# OBIETTIVO
Ricopia per intero, senza alcuna modifica, il testo sulla particolare natura del bene calcio.

# TESTO FORNITO
---
La particolare natura del bene calcio: vincere senza dominare

È un aspetto evidenziato da Neale nel 1964. Il calcio, come altri sport professionistici, è intrinsecamente differente dagli altri business tradizionali. Infatti, in ogni industria le imprese cercano di conquistare quote di mercato a scapito dei concorrenti, esse avranno maggior successo se riescono ad eliminare la concorrenza e ad acquisire un certo grado di monopolio. Ogni impresa cerca di far fallire le altre e dal fallimento trae elementi di affermazione. Nel calcio non è così: il bene venduto non è la singola partita ma anche – dovrei dire soprattutto – il campionato nel suo insieme.

Se alcune imprese “falliscono” si hanno conseguenze rilevanti sul campionato. Vi sono degli spillover evidenti e ciò a causa della natura congiunta della produzione del bene calcio. Sì naturalmente, un’impresa fallita può essere sostituita da un’altra, ma il collegamento forte con il territorio, la tradizione calcistica italiana molto legata alle varie città e alla realtà locale rendono il prodotto scarsamente sostituibile. Se scompare una squadra svanisce la domanda e con essa anche quella per le prestazioni delle altre squadre più forti. È legittimo voler vincere il campionato ma le grandi squadre sanno bene che conviene farlo senza dominare, anzi con una dose di incertezza più o meno grande.
---
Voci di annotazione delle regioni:
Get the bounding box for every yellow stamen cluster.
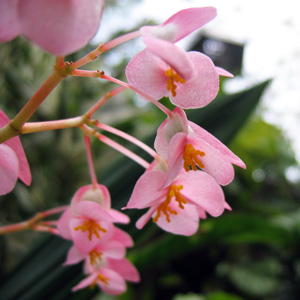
[90,274,109,289]
[153,185,187,223]
[89,250,102,265]
[74,220,107,241]
[166,68,185,97]
[182,144,205,172]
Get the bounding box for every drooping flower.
[0,110,31,195]
[0,0,103,56]
[73,258,140,295]
[57,184,129,255]
[154,107,246,186]
[69,233,140,295]
[125,170,227,236]
[126,44,231,108]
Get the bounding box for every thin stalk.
[21,117,85,134]
[84,135,98,189]
[95,122,157,158]
[84,86,126,118]
[72,31,140,69]
[101,72,173,118]
[0,206,68,235]
[80,125,150,169]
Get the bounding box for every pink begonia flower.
[73,243,140,295]
[140,6,217,43]
[73,258,140,295]
[125,170,226,236]
[0,0,103,56]
[57,184,129,254]
[154,107,246,186]
[0,110,31,195]
[125,44,232,108]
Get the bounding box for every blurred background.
[0,0,300,300]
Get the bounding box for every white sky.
[96,0,300,161]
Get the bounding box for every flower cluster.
[57,184,140,295]
[125,7,245,235]
[0,0,245,295]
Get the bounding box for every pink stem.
[42,221,57,226]
[96,122,157,158]
[98,134,150,169]
[21,117,84,134]
[33,225,59,235]
[100,31,141,52]
[84,135,98,188]
[0,206,68,234]
[101,73,172,117]
[85,86,126,118]
[72,31,140,69]
[72,70,173,118]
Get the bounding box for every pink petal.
[64,246,86,266]
[154,107,188,159]
[97,269,126,295]
[125,49,168,100]
[140,7,217,43]
[170,52,219,108]
[126,170,166,209]
[144,37,195,80]
[216,67,233,77]
[0,110,31,185]
[57,208,72,240]
[71,184,111,211]
[112,227,133,247]
[197,206,207,219]
[69,218,114,255]
[161,132,187,188]
[0,0,20,42]
[0,144,19,195]
[186,134,234,185]
[189,121,246,169]
[108,258,141,282]
[18,0,103,56]
[72,272,98,292]
[174,171,225,217]
[76,201,115,222]
[95,240,126,259]
[109,208,130,224]
[154,200,199,236]
[135,203,160,229]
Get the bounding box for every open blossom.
[125,168,228,236]
[73,257,140,295]
[154,107,245,186]
[0,110,31,195]
[57,184,129,254]
[126,39,231,108]
[0,0,103,56]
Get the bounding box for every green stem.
[0,64,67,144]
[21,117,85,134]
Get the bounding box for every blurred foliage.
[0,6,300,300]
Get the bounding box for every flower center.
[153,185,187,223]
[91,273,109,289]
[182,144,205,172]
[89,250,102,265]
[166,68,185,97]
[74,220,107,241]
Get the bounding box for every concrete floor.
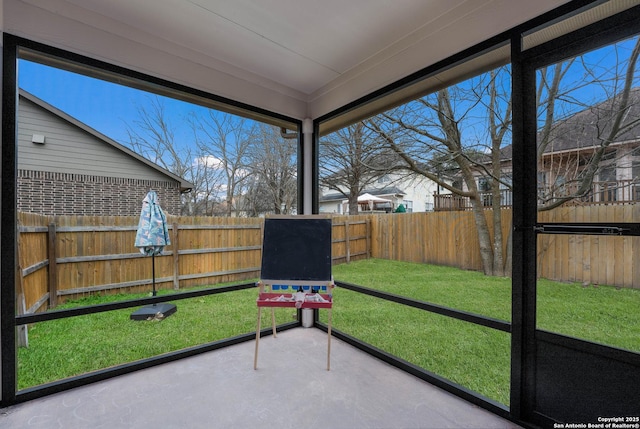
[0,328,519,429]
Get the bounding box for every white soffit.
[8,0,625,123]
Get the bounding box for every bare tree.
[370,68,511,275]
[368,35,640,275]
[244,124,298,216]
[127,97,228,215]
[191,110,255,216]
[320,122,404,214]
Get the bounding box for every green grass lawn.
[18,259,640,404]
[333,259,640,404]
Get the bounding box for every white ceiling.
[7,0,567,118]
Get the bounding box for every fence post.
[47,223,58,308]
[172,222,180,290]
[16,224,29,347]
[364,217,373,259]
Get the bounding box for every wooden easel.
[253,215,334,371]
[253,281,334,371]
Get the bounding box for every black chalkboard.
[260,216,331,284]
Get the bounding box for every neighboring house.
[17,90,193,216]
[435,88,640,210]
[319,175,437,214]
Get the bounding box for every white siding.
[18,97,172,181]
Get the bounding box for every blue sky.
[18,60,204,145]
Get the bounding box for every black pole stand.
[130,254,178,320]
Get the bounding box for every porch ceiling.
[7,0,567,119]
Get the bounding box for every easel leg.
[253,307,262,369]
[327,309,331,371]
[271,307,277,338]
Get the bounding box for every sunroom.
[0,0,640,428]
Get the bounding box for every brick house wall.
[17,170,180,216]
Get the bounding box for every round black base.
[130,303,178,320]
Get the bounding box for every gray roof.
[19,89,194,192]
[544,88,640,153]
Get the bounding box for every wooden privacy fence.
[16,213,370,313]
[17,205,640,312]
[371,204,640,288]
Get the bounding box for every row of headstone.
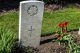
[19,0,44,47]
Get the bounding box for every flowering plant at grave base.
[53,22,80,53]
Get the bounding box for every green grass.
[42,7,80,34]
[0,8,80,53]
[0,11,19,53]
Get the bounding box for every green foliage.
[0,11,18,53]
[42,7,80,34]
[0,27,17,53]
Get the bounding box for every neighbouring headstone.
[19,1,44,47]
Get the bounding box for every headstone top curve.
[20,1,44,3]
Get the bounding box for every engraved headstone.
[19,1,44,47]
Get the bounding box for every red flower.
---
# SOLUZIONE SCRITTA
La particolare natura del bene calcio: vincere senza dominare

È un aspetto evidenziato da Neale nel 1964. Il calcio, come altri sport professionistici, è intrinsecamente differente dagli altri business tradizionali. Infatti, in ogni industria le imprese cercano di conquistare quote di mercato a scapito dei concorrenti, esse avranno maggior successo se riescono ad eliminare la concorrenza e ad acquisire un certo grado di monopolio. Ogni impresa cerca di far fallire le altre e dal fallimento trae elementi di affermazione. Nel calcio non è così: il bene venduto non è la singola partita ma anche – dovrei dire soprattutto – il campionato nel suo insieme.

Se alcune imprese “falliscono” si hanno conseguenze rilevanti sul campionato. Vi sono degli spillover evidenti e ciò a causa della natura congiunta della produzione del bene calcio. Sì naturalmente, un’impresa fallita può essere sostituita da un’altra, ma il collegamento forte con il territorio, la tradizione calcistica italiana molto legata alle varie città e alla realtà locale rendono il prodotto scarsamente sostituibile. Se scompare una squadra svanisce la domanda e con essa anche quella per le prestazioni delle altre squadre più forti. È legittimo voler vincere il campionato ma le grandi squadre sanno bene che conviene farlo senza dominare, anzi con una dose di incertezza più o meno grande.